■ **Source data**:
--

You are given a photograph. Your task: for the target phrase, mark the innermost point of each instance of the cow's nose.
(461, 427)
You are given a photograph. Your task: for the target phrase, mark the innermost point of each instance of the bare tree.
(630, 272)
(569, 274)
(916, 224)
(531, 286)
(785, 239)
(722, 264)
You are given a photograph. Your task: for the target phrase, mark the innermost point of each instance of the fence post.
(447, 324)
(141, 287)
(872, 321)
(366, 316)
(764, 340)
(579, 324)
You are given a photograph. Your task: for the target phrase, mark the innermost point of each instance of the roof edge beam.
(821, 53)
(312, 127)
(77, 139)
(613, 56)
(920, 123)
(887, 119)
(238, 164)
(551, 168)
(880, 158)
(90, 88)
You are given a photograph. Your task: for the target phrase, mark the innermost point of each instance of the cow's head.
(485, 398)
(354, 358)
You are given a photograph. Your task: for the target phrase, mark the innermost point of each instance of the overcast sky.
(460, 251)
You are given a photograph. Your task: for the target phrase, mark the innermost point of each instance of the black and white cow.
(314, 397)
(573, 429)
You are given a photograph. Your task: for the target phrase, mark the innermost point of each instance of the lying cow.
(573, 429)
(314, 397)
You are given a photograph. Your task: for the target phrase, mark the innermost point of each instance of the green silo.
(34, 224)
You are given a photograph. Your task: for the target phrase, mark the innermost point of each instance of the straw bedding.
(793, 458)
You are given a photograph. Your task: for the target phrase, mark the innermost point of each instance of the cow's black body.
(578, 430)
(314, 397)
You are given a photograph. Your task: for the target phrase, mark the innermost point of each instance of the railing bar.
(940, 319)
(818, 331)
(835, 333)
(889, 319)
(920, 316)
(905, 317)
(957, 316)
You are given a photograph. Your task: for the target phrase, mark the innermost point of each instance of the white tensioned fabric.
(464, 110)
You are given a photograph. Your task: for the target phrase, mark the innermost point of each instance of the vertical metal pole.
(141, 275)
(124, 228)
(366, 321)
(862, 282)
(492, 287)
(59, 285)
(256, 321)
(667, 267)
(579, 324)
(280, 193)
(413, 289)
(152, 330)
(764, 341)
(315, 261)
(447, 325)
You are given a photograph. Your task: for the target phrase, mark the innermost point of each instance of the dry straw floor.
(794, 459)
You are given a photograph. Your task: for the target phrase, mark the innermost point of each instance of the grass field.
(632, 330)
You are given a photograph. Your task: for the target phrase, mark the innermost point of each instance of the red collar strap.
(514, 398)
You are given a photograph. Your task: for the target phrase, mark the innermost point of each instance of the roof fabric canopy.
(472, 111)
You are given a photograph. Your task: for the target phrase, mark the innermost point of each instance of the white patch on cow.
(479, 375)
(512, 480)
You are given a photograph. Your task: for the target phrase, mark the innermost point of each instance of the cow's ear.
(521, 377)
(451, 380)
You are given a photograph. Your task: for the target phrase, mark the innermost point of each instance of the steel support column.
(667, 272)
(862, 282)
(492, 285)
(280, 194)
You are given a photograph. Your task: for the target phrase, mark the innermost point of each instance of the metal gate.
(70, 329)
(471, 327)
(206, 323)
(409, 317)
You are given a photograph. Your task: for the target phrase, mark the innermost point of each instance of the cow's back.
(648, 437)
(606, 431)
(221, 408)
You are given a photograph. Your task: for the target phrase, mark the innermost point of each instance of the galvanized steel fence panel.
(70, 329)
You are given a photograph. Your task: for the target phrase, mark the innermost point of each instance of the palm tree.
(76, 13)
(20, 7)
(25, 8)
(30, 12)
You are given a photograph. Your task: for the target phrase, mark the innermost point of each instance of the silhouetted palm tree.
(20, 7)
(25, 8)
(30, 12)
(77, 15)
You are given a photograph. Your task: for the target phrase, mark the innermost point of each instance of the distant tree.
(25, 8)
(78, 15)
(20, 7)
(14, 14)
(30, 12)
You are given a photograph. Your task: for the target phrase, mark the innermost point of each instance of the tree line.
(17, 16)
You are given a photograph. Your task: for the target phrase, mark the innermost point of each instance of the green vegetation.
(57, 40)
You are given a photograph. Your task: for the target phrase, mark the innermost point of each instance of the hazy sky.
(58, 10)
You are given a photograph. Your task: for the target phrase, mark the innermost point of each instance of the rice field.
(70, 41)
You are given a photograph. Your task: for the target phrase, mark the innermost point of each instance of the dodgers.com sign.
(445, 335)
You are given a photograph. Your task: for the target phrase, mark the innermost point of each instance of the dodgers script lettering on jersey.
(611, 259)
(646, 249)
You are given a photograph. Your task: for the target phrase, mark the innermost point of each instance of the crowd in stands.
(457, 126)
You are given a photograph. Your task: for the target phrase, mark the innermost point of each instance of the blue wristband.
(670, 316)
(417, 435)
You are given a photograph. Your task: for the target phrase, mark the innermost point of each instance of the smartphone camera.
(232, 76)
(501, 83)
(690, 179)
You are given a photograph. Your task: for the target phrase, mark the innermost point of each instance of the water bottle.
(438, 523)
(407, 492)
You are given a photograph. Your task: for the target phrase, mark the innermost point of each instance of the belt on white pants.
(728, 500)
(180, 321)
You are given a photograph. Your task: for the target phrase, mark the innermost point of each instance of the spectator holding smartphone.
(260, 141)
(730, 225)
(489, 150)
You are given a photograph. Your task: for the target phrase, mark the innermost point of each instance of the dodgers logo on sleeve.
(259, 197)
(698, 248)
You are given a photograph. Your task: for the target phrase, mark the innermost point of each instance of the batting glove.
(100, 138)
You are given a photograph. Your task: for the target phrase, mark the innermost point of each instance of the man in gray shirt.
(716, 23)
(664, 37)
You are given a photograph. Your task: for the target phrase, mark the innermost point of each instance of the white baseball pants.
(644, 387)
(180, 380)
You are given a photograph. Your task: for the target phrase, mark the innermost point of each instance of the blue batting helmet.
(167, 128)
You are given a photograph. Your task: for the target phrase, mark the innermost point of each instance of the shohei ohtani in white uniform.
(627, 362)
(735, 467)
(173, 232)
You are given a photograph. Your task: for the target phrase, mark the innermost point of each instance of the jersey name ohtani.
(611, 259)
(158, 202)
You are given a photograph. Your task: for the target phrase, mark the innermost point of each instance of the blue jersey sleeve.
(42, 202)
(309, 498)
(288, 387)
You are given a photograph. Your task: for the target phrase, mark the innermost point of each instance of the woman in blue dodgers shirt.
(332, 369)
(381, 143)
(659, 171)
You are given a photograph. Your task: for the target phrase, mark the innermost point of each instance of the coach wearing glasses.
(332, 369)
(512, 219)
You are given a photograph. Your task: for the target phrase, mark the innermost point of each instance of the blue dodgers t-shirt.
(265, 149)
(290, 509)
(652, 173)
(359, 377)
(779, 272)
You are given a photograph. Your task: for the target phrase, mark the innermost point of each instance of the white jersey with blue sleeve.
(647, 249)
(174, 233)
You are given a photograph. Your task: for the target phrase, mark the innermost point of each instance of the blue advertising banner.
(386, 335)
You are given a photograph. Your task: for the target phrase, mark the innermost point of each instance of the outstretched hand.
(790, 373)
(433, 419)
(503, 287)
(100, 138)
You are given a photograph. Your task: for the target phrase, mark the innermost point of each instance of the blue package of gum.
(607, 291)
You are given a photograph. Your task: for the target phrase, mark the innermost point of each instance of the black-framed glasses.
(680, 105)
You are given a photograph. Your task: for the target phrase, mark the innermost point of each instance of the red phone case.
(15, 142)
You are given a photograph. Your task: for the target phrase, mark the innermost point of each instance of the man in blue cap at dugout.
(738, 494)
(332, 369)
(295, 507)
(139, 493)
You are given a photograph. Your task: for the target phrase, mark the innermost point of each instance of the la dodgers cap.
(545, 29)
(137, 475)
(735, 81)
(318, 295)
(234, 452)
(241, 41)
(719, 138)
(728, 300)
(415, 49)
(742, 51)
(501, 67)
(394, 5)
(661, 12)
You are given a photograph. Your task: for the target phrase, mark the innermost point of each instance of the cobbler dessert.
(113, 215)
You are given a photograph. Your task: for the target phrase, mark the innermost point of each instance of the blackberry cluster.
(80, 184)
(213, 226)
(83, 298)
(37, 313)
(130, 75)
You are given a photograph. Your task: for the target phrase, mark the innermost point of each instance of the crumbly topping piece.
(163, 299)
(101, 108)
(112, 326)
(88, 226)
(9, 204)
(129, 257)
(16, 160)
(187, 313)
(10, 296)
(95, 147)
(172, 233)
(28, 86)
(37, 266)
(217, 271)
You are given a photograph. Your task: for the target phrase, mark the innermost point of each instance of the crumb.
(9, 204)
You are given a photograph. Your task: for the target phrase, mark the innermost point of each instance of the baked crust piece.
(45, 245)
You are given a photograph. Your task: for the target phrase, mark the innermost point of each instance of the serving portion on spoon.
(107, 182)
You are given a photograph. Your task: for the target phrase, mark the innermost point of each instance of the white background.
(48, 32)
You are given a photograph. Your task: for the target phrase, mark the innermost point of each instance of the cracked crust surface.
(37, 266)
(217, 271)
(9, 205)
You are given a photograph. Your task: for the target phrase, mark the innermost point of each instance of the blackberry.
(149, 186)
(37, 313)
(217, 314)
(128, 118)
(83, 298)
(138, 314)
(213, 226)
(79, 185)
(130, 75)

--

■ **Objective**: Copy the lines again from the line with "of the blackberry." up to and including the final line, adding 121 to every coordinate value in the answers.

■ **Response to this task**:
You are given a photograph. Your task: for the target phrase, mark the innermost point of each instance of the blackberry.
(270, 307)
(158, 434)
(338, 435)
(249, 239)
(204, 419)
(259, 435)
(334, 347)
(200, 306)
(251, 196)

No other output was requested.